▶ _WHAT YOU SHOULD DO_
Please restate each line of the material word for word and omit any pictures.
'''
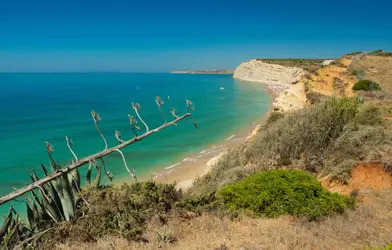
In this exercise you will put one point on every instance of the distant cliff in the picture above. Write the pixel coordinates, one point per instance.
(216, 71)
(258, 71)
(283, 81)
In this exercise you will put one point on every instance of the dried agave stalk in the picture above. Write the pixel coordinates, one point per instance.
(131, 172)
(69, 144)
(53, 187)
(160, 102)
(97, 119)
(134, 124)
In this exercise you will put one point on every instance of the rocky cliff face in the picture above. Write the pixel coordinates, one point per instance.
(284, 81)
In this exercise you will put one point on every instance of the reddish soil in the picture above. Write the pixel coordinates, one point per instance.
(364, 175)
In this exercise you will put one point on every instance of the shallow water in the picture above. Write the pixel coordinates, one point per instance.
(35, 108)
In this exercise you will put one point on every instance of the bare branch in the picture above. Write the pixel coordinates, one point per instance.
(117, 134)
(160, 102)
(136, 107)
(174, 112)
(134, 124)
(131, 172)
(83, 161)
(97, 119)
(69, 144)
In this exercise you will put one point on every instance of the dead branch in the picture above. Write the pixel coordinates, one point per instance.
(83, 161)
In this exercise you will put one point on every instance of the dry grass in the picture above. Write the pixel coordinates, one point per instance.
(367, 226)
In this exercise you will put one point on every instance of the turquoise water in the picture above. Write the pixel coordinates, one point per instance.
(35, 108)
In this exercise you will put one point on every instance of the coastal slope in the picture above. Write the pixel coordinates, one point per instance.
(284, 82)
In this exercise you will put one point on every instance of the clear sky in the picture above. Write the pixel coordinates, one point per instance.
(162, 35)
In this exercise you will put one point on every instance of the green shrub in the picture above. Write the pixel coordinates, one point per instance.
(279, 192)
(308, 132)
(119, 211)
(366, 85)
(369, 115)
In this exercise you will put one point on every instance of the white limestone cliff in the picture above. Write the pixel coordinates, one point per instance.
(284, 81)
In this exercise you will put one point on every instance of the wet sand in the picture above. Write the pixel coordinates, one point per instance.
(198, 164)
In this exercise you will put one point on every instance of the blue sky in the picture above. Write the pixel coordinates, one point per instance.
(158, 36)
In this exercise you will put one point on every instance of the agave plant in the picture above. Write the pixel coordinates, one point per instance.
(14, 231)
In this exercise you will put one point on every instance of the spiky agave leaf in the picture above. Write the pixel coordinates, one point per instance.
(6, 224)
(88, 174)
(44, 169)
(67, 198)
(32, 218)
(11, 232)
(74, 179)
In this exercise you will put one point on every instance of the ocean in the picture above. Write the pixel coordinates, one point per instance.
(39, 107)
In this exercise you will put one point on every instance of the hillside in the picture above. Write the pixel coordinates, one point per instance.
(317, 174)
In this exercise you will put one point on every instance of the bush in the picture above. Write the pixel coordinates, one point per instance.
(118, 211)
(308, 132)
(366, 85)
(369, 115)
(279, 192)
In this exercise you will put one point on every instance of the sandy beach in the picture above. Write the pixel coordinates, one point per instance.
(198, 164)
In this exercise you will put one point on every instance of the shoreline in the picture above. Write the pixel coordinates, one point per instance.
(196, 165)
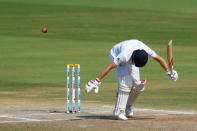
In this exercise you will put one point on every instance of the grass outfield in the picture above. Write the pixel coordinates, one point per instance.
(84, 32)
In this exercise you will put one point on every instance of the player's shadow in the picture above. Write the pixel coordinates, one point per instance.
(114, 118)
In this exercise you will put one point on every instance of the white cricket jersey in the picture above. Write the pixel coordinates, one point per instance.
(123, 51)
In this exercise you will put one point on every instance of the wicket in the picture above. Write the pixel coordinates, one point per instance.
(73, 88)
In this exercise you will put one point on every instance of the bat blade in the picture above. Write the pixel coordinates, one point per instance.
(169, 54)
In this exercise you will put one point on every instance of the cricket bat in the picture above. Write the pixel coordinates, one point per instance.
(169, 55)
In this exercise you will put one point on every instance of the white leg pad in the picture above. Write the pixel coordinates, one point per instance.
(121, 102)
(133, 95)
(123, 94)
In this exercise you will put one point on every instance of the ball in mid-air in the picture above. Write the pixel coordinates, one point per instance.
(44, 30)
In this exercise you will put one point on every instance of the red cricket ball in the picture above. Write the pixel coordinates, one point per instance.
(44, 30)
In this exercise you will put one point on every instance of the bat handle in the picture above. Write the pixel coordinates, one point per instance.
(171, 69)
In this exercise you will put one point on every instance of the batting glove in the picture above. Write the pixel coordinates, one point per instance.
(173, 75)
(93, 84)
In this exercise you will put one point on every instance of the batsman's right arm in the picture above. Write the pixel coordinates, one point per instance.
(162, 62)
(106, 70)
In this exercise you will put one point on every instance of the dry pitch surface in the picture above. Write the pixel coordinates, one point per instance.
(93, 117)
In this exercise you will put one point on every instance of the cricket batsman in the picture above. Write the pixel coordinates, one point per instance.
(126, 58)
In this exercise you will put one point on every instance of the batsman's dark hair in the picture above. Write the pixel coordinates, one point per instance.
(140, 58)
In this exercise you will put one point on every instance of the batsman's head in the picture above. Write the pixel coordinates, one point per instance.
(140, 58)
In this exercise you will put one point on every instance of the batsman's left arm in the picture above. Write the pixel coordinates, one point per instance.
(162, 62)
(173, 75)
'''
▶ _TASK RESPONSE_
In this exercise you will put one point on every instance of the distant cliff in the picture above. Write the pixel coordinates, one point per instance.
(216, 71)
(258, 71)
(283, 81)
In this exercise you will put one point on every instance of the dried agave stalk in the picture above. Write the pixel coordinates, one point per instance.
(131, 172)
(69, 144)
(53, 187)
(160, 102)
(97, 119)
(134, 124)
In this exercise you will put one point on every instance of the rocky cliff face in the picture above. Write the pixel coordinates, one point per instance.
(284, 81)
In this exercise you will put one point on every instance of the reddish soil in the picture above. Write the pixel coordinates, one point per instance.
(364, 175)
In this exercise you will put one point on every instance of the shallow water in the picture above. Write the pixel coordinates, one point per instance.
(35, 108)
In this exercise you will put one point on every instance of the bare branch in the picture above. Write the pixel coordinates, one point per instance.
(117, 134)
(160, 102)
(136, 107)
(174, 112)
(134, 124)
(131, 172)
(83, 161)
(97, 119)
(69, 144)
In this exercise you will put one point on every instance of the dead branch in the picture above. Write the pixel coordinates, one point per instance.
(83, 161)
In this exercise you will put one point on every instance of the dry grass in the picture above. Write the pixel coordinates, one point per instance.
(367, 226)
In this exercise you will put one point on every instance of the turquoise water in the picture above. Write the pixel coordinates, one point per instance.
(35, 108)
In this exercise you will put one point on every instance of the coastal slope in the picture above. Write the pixel coordinates, one point per instance.
(284, 82)
In this exercise you will put one point on every instance of the clear sky in the picture above. Write the pixel coordinates, one point per instance.
(162, 35)
In this exercise you will put one point on every instance of the green shrub in the picture above. Write the pixel coordinates, one point per instance.
(279, 192)
(308, 132)
(119, 211)
(366, 85)
(369, 115)
In this exercise you will put one point on every instance of the white limestone cliff in the picture above. Write the pixel coordinates, one point per instance.
(284, 81)
In this exercise you will put one point on every instance of the wet sand in the picture above. Write the pixel coordinates, one point per instance.
(198, 164)
In this exercise you will put one point on every instance of the blue sky in the picture above. Write the pixel coordinates, one point per instance.
(158, 36)
In this exercise you will put one point on every instance of the agave plant in the picture above. Write the pixel coordinates, one point per instance.
(14, 231)
In this exercise you will put one point on every instance of the spiky agave leaf in the picture above. Write the pixel coordinates, one point per instance.
(6, 224)
(88, 174)
(44, 169)
(67, 198)
(32, 218)
(11, 232)
(74, 179)
In this exercise you will put one point on every instance of the ocean in the picture above. Write the pixel coordinates, one point per instance.
(39, 107)
In this exercise you will put one point on every instance of the hillside in the picture above. Write the pixel coordinates, one point per instance.
(317, 174)
In this exercise you will put one point on every instance of the bush in the picture above. Write the pixel coordinates, one point per instance.
(118, 211)
(308, 132)
(366, 85)
(369, 115)
(279, 192)
In this exercise you will put one point on every instance of the sandy beach in the picture above. Write the pixel coordinates, one point per instance.
(198, 164)
In this exercise you will put one point on every instance of the shoreline in the picture above. Write the pixel coordinates, one point per instance.
(196, 165)
In this exercise you will put one point on every instance of the grass outfield in the picture above. Write the pixel coordinates, one point per instance.
(84, 32)
In this exercise you will put one point on every instance of the player's shadow in the picture above. Write the pixel coordinates, one point per instance.
(114, 118)
In this exercise you will put one point on every instance of the white cricket jersey in the picture above. Write the pixel coordinates, one point per instance.
(123, 51)
In this exercise you will put one point on every instance of the wicket in the picture above. Write the pixel coordinates, one point per instance.
(73, 88)
In this exercise you will put one point on every instance of the bat blade in the picture above. Write the pixel coordinates, one point per instance.
(169, 54)
In this exercise you will put one point on every instance of the cricket bat in the picture above. Write the pixel coordinates, one point per instance.
(169, 55)
In this exercise you will put one point on every instance of the white leg pad in the picture above. Write the pixel coordinates, one point per instance.
(121, 102)
(133, 95)
(123, 94)
In this exercise you will put one point on every instance of the ball in mid-air in the picture above. Write the pixel coordinates, one point per instance.
(44, 30)
In this exercise you will put one point on every instance of the red cricket ball in the picture above. Write the pixel coordinates, one point per instance.
(44, 30)
In this exercise you will put one point on every instance of the bat handle in the picture above. Write the pixel coordinates, one point per instance.
(171, 69)
In this exercise you will put one point on every instance of the batting glove in the picture above. Write the pixel coordinates, one point per instance.
(173, 75)
(93, 84)
In this exercise you will put one point on every instance of the batsman's right arm in the picture above. Write the pixel coordinates, one point per instance.
(162, 62)
(106, 70)
In this exercise you will put one point on every instance of the dry pitch surface in the picture above. Write the pixel coordinates, one point per instance.
(93, 117)
In this exercise you will put one point on every instance of the cricket batsman in the picture above. Write the pixel coordinates, one point per instance.
(126, 58)
In this exercise you will put one point on every instance of the batsman's dark hair in the picture above. Write the pixel coordinates, one point per instance.
(140, 58)
In this exercise you will put one point on every instance of the batsman's head in the picture above. Write the pixel coordinates, one point per instance.
(140, 58)
In this exercise you will put one point on every instance of the batsman's left arm in the picture above. Write the pixel coordinates, one point per instance.
(162, 62)
(173, 75)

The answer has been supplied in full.